>>>>>
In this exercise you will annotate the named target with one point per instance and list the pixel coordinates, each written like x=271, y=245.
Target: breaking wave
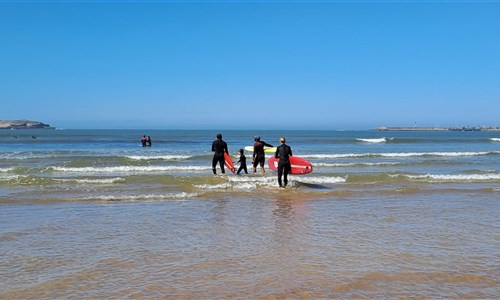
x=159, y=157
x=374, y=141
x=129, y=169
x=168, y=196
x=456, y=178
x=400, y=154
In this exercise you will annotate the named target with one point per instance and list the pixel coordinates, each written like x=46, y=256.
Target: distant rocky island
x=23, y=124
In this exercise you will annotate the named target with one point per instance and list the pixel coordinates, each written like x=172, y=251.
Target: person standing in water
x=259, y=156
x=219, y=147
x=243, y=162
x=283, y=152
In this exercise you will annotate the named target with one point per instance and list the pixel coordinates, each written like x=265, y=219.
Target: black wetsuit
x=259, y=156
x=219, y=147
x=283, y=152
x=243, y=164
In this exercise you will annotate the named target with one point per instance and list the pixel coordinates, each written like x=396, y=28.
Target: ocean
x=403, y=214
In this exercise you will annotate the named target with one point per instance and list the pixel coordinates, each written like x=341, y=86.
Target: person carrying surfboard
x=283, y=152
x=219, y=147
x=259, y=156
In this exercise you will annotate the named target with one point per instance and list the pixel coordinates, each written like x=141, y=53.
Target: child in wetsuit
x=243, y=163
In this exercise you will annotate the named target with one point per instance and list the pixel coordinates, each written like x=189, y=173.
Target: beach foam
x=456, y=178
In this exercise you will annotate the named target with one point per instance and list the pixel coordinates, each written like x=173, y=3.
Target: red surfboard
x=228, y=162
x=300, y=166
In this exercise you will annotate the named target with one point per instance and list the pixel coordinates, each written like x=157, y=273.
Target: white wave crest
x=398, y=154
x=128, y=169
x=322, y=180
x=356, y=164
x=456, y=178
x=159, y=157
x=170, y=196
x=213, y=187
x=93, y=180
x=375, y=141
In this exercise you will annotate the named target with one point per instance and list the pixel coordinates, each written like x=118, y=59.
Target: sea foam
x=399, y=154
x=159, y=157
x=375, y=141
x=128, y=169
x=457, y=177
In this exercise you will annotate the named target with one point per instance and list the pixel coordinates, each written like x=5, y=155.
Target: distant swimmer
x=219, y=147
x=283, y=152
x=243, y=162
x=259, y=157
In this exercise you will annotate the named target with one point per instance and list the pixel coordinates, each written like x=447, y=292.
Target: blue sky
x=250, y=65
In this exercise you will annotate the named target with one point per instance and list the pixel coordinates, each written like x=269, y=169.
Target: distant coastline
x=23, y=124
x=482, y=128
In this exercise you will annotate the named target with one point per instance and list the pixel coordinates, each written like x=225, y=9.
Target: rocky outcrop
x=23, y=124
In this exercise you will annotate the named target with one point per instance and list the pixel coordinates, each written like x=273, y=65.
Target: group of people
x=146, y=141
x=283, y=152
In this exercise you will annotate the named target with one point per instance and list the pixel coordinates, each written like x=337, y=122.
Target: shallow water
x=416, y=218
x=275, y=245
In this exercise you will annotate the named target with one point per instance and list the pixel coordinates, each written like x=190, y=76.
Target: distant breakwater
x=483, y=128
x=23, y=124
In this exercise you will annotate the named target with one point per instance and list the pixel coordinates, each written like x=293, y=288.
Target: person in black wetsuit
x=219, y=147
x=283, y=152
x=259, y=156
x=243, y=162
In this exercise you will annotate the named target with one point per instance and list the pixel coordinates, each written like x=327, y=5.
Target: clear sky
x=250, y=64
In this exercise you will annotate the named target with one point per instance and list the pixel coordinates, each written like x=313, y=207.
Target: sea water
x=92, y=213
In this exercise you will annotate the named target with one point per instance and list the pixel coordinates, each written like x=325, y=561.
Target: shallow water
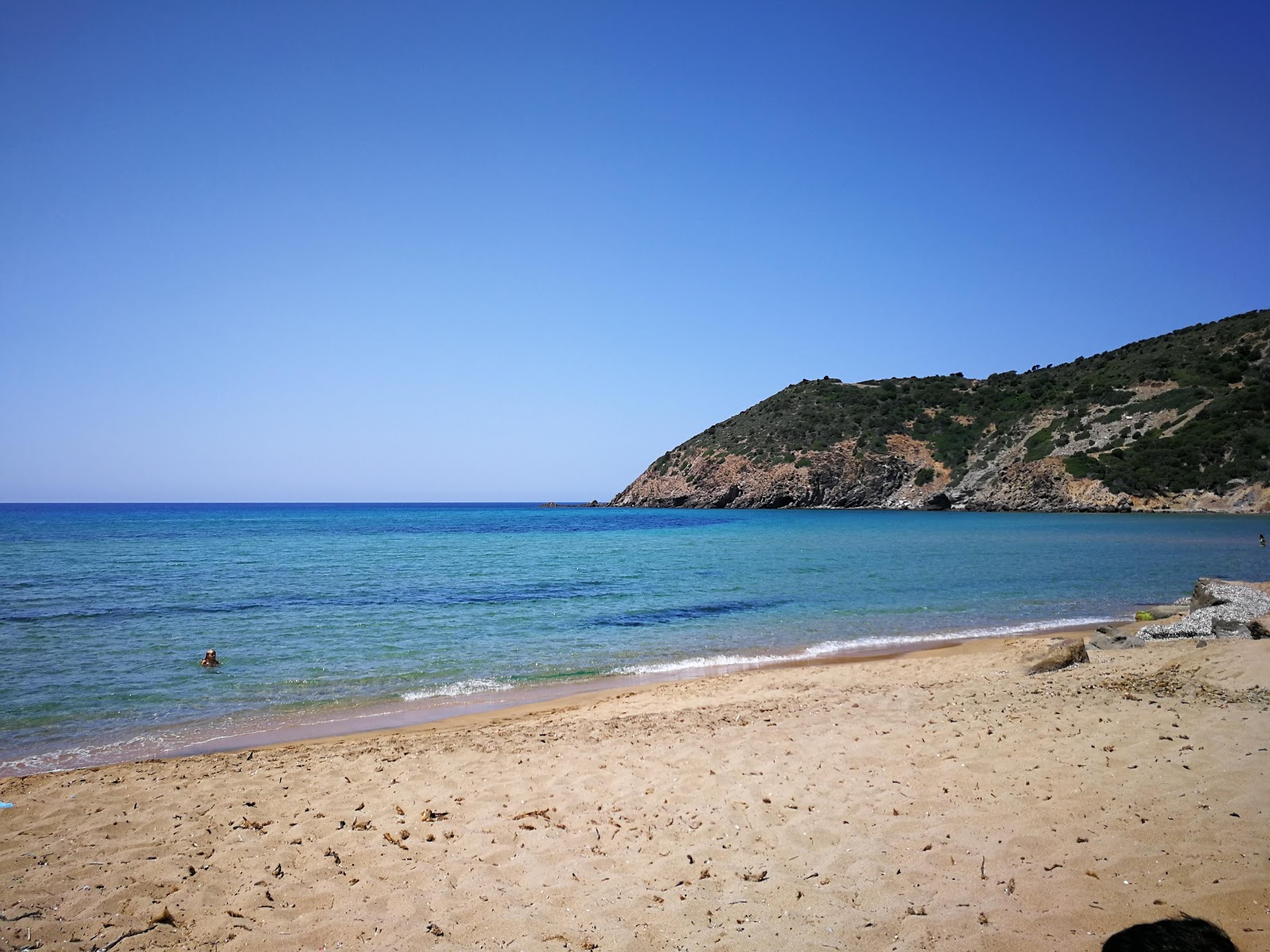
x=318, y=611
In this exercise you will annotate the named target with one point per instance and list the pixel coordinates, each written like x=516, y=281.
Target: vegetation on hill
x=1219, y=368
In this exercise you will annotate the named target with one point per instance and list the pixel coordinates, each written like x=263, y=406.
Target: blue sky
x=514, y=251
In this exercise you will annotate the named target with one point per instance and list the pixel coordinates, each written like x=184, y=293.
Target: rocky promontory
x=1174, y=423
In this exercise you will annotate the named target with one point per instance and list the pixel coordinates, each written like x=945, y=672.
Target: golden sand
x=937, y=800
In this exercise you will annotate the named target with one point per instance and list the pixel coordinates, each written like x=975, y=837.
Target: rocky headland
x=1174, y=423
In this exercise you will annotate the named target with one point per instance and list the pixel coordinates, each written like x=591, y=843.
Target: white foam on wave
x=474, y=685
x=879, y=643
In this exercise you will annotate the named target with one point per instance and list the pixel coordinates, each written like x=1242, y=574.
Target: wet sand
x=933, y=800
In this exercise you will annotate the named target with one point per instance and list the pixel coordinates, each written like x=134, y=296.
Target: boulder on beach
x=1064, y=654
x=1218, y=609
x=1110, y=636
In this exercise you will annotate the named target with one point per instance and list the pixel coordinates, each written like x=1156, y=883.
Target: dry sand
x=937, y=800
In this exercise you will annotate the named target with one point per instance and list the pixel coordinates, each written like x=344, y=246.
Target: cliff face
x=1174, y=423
<<<<<
## [What needs to be done]
Copy every row above word for word, and leave the pictures out of your copy.

## [Response for this exercise]
In this exercise you will annotate the named target with one point per instance and list the pixel coordinates, each written like x=271, y=245.
Target: breaking wave
x=159, y=157
x=374, y=141
x=129, y=169
x=168, y=196
x=456, y=178
x=400, y=154
In this exercise you will annotate the named target with one point per instance and list the pixel coordinates, each written like x=46, y=256.
Target: distant rocky island
x=23, y=124
In this exercise you will annotate the named target with one point per instance and list the pixel coordinates, each written like x=172, y=251.
Target: person standing in water
x=259, y=156
x=219, y=147
x=243, y=162
x=283, y=152
In this exercise you will annotate the named target with one point per instance and list the pixel coordinates, each written like x=265, y=219.
Target: black wetsuit
x=259, y=156
x=219, y=147
x=283, y=152
x=243, y=164
In this exercise you will annotate the named target with one point per instance and list the pixel coordinates, each written like x=396, y=28.
Target: ocean
x=403, y=214
In this exercise you will annotate the named target with one point per instance and list the pixel coordinates, each written like x=341, y=86.
Target: person carrying surfboard
x=283, y=152
x=219, y=147
x=259, y=156
In this exercise you will annotate the named target with one point per instance and list the pixel coordinates, each written like x=141, y=53.
Target: child in wetsuit
x=243, y=163
In this exercise you will annotate the named target with one point per instance and list the pixel coordinates, each written like x=189, y=173.
Target: beach foam
x=456, y=178
In this exercise you will annotate the named target with one point per instance and list the pixel coordinates, each written like x=173, y=3.
Target: red surfboard
x=228, y=162
x=300, y=166
In this exercise you will annotate the named target with one point per instance and list the pixel coordinates, each written like x=157, y=273.
Target: white wave crest
x=398, y=154
x=128, y=169
x=322, y=180
x=356, y=164
x=456, y=178
x=159, y=157
x=170, y=196
x=213, y=187
x=93, y=180
x=375, y=141
In this exercise you will annotate the named target with one point per instance and list the pixel coordinates, each written like x=118, y=59.
Target: sea foam
x=399, y=154
x=159, y=157
x=375, y=141
x=128, y=169
x=457, y=177
In this exercise you will annotate the named target with one point per instance and list the pixel coordinates, each written like x=5, y=155.
Target: distant swimmer
x=219, y=147
x=283, y=152
x=243, y=162
x=259, y=157
In this exercise you will annotate the named target with one point per instance and list the pixel coordinates, each written like x=447, y=292.
Target: blue sky
x=250, y=65
In this exercise you will annotate the named target with one point per instance and list the pixel coordinates, each written like x=269, y=169.
Target: distant coastline
x=23, y=124
x=482, y=128
In this exercise you will annotate the named target with one point per instance and list the pixel coordinates, each written like x=225, y=9.
Target: rocky outcrop
x=23, y=124
In this exercise you will annotate the named target with one point per instance and list the pixel coordinates, each written like x=273, y=65.
Target: group of people
x=146, y=141
x=283, y=152
In this exercise you will annotate the named target with one point per instance and list the pixel coordinates, each written like x=337, y=122.
Target: shallow water
x=416, y=218
x=275, y=245
In this exercise you will annotate the named target with one point per instance and list the pixel coordinates, each written like x=190, y=76.
Target: distant breakwater
x=483, y=128
x=23, y=124
In this exercise you will annotate the named target with one point per instance and list the pixel coordinates, each written like x=293, y=288.
Target: person in black wetsuit
x=219, y=147
x=283, y=152
x=259, y=156
x=243, y=162
In this exercise you will annotate the named target with one point per instance and list the pixel coordinates, each written like x=327, y=5.
Target: clear sky
x=250, y=64
In this exercise you will annotate the named target with one point per instance and list the pixel coordinates, each written like x=313, y=207.
Target: sea water
x=92, y=213
In this exercise you will annotate the named target with one point per instance and list the pixel coordinates, each written like x=325, y=561.
Target: shallow water
x=318, y=611
In this exercise you will annotate the named target with one point per instance and list the pixel coordinates, each written like x=516, y=281.
Target: vegetation on hill
x=1219, y=368
In this exercise you will annotate the named target with one point per instance and list the pixel coordinates, each written like x=263, y=406.
Target: blue sky
x=514, y=251
In this exercise you will annotate the named target with one point per instance and list the pixel coordinates, each written like x=184, y=293.
Target: rocky promontory
x=1174, y=423
In this exercise you will annotate the named target with one point per instance and list the pixel coordinates, each written like x=945, y=672.
Target: golden sand
x=937, y=800
In this exercise you will annotate the named target with one point per instance and list the pixel coordinates, each written like x=975, y=837.
Target: rocky headland
x=1174, y=423
In this exercise you will annotate the named target with one point per instance and list the pixel coordinates, each written like x=591, y=843.
Target: white foam on wave
x=474, y=685
x=879, y=643
In this exercise you will annotate the named target with one point per instance and list the pixel coordinates, each written like x=1242, y=574.
Target: wet sand
x=933, y=800
In this exercise you will annotate the named target with one point per instance and list the pixel coordinates, each written like x=134, y=296.
Target: boulder on beach
x=1064, y=654
x=1218, y=609
x=1110, y=636
In this exercise you will annotate the named target with one point per instance and list the pixel coordinates, each written like x=1156, y=883.
Target: dry sand
x=937, y=800
In this exercise you will annotate the named target with one point per instance and list the pixel coordinates, each written like x=344, y=246.
Target: cliff face
x=1174, y=423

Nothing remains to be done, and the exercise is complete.